**Text for analysis**
□ □ □ □

Eastern Europe on the Brink
The economies of Eastern Europe are in dire trouble. They have borrowed $1.7 trillion from abroad, most in the form of short-term debt. Four-hundred billion dollars—around one third of the region’s total gross domestic product—must be paid back or rolled over this year.
Without help, this is simply impossible.
It gets worse. Almost all of this money is owed to Western Europe, meaning this situation could further destabilize Western European economies and likely spark another major financial blaze in what is already a catastrophic global financial firestorm.
It would be foolish to underestimate the significance of this crisis.
Notice what Ambrose Evans-Pritchard wrote in the Daily Telegraph February 15: “Whether it takes months, or just weeks, the world is going to discover that Europe’s financial system is sunk, and that there is no EU Federal Reserve yet ready to act as a lender of last resort or to flood the markets with emergency stimulus.”
Take Austria, for example. It has lent €230 billion to the region—an amount equivalent to 70 percent of its gdp. “A failure rate of 10 percent would lead to the collapse of the Austrian financial sector,” reported Der Standard in Vienna. The European Bank for Reconstruction and Development (ebrd) says that the bad debts will amount to at least 10 percent, if not 20 percent. Austria, among other Western European states, is in big trouble.
This will be a catastrophe for Europe. Evans-Pritchard wrote:
… Europeans account for an astonishing 74 percent of the entire $4.9 trillion portfolio of loans to emerging markets.

□ □ □ □

**Data supplied**

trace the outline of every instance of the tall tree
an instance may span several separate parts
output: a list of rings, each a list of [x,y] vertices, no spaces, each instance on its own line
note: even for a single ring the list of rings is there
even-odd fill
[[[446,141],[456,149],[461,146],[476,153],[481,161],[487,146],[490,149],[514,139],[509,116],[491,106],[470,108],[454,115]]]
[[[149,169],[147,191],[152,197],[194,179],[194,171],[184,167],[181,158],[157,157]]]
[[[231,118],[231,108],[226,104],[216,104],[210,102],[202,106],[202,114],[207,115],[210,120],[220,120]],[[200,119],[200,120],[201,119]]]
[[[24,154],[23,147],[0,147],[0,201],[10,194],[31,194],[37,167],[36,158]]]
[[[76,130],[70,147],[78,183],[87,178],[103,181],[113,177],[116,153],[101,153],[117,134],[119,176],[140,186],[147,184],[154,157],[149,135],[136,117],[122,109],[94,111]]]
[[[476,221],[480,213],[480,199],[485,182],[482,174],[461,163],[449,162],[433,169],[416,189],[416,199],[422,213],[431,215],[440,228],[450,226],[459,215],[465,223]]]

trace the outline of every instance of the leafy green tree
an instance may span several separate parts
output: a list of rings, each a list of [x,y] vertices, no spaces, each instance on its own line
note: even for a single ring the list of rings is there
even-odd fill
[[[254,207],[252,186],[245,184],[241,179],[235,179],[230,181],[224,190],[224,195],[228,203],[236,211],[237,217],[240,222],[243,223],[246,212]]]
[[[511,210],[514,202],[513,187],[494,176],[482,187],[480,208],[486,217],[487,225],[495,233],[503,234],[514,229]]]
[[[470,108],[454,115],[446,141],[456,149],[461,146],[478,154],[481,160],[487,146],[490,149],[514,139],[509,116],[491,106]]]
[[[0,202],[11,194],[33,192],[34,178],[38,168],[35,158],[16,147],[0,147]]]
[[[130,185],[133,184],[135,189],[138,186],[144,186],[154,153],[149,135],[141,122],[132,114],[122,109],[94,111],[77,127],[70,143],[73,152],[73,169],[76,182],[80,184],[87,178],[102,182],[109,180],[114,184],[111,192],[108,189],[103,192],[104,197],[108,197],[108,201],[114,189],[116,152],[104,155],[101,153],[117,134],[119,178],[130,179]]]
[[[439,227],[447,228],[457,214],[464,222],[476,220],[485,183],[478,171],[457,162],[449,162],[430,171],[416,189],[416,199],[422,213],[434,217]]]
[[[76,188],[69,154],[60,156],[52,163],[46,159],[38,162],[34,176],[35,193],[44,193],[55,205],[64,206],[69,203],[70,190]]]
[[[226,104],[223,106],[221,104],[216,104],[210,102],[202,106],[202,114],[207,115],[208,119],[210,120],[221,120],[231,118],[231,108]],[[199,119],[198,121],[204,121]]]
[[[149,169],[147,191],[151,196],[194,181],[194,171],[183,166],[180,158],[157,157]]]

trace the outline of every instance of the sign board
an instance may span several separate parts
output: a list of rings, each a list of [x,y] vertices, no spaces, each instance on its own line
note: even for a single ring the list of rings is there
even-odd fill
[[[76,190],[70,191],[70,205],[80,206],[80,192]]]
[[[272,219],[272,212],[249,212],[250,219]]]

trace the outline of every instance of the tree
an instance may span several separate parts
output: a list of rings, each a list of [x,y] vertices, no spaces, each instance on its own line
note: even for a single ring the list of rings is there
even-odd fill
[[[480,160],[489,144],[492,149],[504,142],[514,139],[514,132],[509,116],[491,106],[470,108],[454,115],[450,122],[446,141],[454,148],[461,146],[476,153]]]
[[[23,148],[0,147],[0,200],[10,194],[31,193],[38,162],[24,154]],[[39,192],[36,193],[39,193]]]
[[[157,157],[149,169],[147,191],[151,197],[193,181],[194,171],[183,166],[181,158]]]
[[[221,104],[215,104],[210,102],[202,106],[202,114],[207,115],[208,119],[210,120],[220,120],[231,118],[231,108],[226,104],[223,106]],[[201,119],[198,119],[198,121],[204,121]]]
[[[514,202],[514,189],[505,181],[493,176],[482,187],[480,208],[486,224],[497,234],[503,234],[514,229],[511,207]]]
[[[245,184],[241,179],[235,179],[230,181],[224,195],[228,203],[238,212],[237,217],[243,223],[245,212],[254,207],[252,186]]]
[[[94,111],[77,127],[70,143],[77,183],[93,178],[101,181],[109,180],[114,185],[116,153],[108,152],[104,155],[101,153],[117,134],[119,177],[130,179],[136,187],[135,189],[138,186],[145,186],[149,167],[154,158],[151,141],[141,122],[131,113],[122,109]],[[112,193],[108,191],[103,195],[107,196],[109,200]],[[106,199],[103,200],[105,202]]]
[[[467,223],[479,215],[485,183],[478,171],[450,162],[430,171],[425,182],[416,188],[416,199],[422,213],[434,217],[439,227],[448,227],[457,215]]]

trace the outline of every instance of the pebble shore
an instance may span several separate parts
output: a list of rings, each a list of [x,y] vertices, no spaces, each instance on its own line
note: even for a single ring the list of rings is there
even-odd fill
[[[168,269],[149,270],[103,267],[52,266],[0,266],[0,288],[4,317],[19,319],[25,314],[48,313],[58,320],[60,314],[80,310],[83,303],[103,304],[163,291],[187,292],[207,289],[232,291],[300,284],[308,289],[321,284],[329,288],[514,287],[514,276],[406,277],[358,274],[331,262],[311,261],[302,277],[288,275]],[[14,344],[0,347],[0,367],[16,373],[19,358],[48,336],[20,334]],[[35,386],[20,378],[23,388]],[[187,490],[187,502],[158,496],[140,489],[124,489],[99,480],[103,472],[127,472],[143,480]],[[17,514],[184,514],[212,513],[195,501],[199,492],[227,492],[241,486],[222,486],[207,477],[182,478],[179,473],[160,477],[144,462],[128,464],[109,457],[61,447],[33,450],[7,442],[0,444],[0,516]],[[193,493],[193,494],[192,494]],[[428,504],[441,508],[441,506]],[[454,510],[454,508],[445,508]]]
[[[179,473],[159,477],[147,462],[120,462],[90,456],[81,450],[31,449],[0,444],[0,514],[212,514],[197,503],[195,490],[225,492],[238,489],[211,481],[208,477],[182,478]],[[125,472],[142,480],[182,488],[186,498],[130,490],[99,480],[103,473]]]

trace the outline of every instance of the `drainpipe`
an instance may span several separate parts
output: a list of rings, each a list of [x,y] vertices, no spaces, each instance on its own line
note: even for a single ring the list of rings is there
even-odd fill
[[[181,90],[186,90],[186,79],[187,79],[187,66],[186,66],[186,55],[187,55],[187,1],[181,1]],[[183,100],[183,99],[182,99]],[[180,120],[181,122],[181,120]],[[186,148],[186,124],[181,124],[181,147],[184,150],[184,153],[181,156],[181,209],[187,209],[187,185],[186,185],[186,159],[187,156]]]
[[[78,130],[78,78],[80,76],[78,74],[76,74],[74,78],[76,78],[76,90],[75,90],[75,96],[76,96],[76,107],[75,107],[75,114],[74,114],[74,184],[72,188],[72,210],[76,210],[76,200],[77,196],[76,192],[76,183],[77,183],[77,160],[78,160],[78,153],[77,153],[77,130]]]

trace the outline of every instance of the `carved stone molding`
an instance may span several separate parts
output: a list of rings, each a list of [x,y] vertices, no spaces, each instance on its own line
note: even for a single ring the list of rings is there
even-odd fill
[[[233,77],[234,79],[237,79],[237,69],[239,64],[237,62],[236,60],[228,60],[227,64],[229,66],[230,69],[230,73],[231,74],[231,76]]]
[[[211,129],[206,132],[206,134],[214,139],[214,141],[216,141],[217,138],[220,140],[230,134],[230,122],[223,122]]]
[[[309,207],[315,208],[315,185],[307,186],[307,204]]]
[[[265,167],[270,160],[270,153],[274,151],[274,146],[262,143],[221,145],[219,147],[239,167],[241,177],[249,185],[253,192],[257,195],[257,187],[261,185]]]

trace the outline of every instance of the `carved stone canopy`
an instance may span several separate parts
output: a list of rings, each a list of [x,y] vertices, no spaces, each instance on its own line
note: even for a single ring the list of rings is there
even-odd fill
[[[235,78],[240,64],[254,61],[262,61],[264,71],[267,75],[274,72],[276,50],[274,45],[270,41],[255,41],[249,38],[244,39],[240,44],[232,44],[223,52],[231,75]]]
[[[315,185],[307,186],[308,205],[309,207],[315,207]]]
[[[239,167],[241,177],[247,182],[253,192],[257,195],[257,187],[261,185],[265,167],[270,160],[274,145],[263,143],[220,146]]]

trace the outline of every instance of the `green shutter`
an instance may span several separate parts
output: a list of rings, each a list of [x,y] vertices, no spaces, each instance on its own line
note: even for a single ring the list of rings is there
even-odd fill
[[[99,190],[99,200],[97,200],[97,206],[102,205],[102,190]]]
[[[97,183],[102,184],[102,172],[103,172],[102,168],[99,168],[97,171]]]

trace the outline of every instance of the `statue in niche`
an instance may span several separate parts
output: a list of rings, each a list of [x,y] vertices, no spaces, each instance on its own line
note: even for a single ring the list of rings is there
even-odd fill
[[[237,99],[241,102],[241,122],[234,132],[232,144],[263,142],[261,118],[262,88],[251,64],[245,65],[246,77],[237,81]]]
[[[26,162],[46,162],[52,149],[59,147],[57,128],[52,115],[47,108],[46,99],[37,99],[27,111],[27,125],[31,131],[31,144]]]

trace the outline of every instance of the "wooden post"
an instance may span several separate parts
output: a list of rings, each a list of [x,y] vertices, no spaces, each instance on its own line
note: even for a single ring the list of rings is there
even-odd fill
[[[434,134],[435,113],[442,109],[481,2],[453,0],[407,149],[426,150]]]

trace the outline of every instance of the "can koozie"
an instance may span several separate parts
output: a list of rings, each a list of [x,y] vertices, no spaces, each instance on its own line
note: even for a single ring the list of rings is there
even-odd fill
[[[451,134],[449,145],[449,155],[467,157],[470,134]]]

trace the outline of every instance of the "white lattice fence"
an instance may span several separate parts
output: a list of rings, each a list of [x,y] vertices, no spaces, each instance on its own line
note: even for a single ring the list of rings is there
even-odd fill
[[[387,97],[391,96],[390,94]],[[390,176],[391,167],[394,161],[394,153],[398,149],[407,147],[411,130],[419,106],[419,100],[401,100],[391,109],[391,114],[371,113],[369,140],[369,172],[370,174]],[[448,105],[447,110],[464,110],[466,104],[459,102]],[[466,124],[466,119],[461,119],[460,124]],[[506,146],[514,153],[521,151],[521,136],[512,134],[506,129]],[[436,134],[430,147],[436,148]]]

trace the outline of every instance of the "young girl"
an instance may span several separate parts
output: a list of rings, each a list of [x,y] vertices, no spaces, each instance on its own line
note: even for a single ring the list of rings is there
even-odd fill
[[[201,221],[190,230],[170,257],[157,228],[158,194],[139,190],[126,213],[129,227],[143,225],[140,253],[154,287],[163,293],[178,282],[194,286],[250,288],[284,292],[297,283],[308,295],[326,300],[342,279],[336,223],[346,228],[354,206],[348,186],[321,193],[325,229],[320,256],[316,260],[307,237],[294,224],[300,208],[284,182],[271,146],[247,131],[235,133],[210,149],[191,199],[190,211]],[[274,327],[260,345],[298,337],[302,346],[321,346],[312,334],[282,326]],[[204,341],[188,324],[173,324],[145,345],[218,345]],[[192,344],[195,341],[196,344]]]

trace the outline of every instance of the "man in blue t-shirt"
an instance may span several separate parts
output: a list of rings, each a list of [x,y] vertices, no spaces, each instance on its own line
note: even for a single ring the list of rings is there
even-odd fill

□ □ □ □

**Problems to work on**
1. According to the article on Eastern Europe's debt crisis, how much has Austria lent to the region?
2. Swap "blaze" for "fire" in the passage of the article on Eastern Europe's debt crisis from "Without help, this" up to and including "global financial firestorm.", and write out the result.
3. Continue the article on Eastern Europe's debt crisis, starting after its last sentence.
The records have no connection to the article on Eastern Europe's debt crisis.

**Task results**
1. €230 billion, an amount equal to 70 percent of its gdp.

2.
Without help, this is simply impossible.
It gets worse. Almost all of this money is owed to Western Europe, meaning this situation could further destabilize Western European economies and likely spark another major financial fire in what is already a catastrophic global financial firestorm.

3.
They are five times more exposed to this latest bust than American or Japanese banks, and they are 50 percent more leveraged (imf data). Spain is up to its neck in Latin America, which has belatedly joined the slump (Mexico’s car output fell 51 percent in January, and Brazil lost 650,000 jobs in one month). Britain and Switzerland are up to their necks in Asia. … Erik Berglof, ebrd’s chief economist, told me the region may need €400 billion in help to cover loans and prop up the credit system. … The sums needed are beyond the limits of the imf [International Monetary Fund], which has already bailed out Hungary, Ukraine, Latvia, Belarus, Iceland and Pakistan—and Turkey next—and is fast exhausting its own $200 billion (€155 billion) reserve. We are nearing the point where the imf may have to print money for the world, using arcane powers to issue Special Drawing Rights. Its $16 billion rescue of Ukraine has unraveled. The country—facing a 12 percent contraction in gdp after the collapse of steel prices—is hurtling towards default, leaving Unicredit, Raffeisen and ing in the lurch. Pakistan wants another $7.6 billion. Latvia’s central bank governor has declared his economy “clinically dead” after it shrank 10.5 percent in the fourth quarter. Protesters have smashed the treasury and stormed parliament.
The only institution that may be able to help is the European Union. Several nations have proposed bailouts, but they have come up against the same hurdle: Germany. Increasingly, the EU is looking to Germany as the only nation that could save these countries. “We’re nearing the level where things could get out of hand,” said Hans Redeker, currency chief strategist at bnp Paribas. “Investors are beginning to ask whether Germany is going to have to pay for the rescue of Eastern and Central Europe.”
Watch Berlin!
To be sure, Germany’s economy is not the picture of health. But as the single largest economy in Europe, and in better health relative to other European states, Germany may hold the key to saving Europe. While Germany thus far has been reluctant to bail anyone out, it appears that—cognizant that it too will suffer if Eastern Europe collapses—its resistance to calls for assistance appears to be softening.